— DIRECTION —
Copy the entries below word for word, starting with the line that contains "on the dark" and stopping after the final line of the entries.

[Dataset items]
* Begin *

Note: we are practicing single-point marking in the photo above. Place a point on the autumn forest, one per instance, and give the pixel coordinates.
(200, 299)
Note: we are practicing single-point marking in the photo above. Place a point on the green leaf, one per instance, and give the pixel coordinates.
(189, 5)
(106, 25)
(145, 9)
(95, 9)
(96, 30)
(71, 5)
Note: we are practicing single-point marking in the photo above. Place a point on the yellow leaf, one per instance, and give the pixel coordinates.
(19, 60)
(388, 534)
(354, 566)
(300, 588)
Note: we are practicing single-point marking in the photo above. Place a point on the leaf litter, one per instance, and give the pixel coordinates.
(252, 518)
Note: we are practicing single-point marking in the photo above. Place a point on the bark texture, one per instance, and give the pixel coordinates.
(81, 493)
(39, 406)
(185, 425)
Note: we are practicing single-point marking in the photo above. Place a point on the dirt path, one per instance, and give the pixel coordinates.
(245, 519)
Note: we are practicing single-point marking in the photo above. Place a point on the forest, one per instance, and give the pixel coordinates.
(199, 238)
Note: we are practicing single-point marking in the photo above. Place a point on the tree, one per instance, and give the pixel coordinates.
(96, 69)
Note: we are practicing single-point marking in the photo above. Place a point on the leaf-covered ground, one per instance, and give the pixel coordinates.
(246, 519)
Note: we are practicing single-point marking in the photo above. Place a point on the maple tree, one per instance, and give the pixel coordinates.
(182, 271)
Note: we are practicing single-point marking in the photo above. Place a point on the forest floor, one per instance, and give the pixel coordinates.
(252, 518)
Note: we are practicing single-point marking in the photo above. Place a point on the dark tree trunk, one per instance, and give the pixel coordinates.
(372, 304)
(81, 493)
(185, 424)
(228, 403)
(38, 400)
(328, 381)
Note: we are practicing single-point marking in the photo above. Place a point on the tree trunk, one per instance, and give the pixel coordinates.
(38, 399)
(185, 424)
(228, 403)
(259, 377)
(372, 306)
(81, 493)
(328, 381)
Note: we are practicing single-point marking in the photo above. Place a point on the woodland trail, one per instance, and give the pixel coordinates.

* End *

— TASK OUTPUT —
Note: we are practicing single-point marking in the photo above. Place a point on the dark tree trunk, one per instance, and give the pixel coordinates.
(372, 304)
(81, 493)
(185, 424)
(228, 403)
(38, 400)
(328, 381)
Note: we are practicing single-point marking in the photo above. Place a point on the tree trunk, one per instance, and give the pixel coordinates.
(38, 399)
(185, 424)
(228, 403)
(259, 377)
(372, 306)
(81, 493)
(328, 381)
Note: we are practicing single-point marking in the photo above. Place a point on the woodland trail, one per instance, and give the pixel coordinates.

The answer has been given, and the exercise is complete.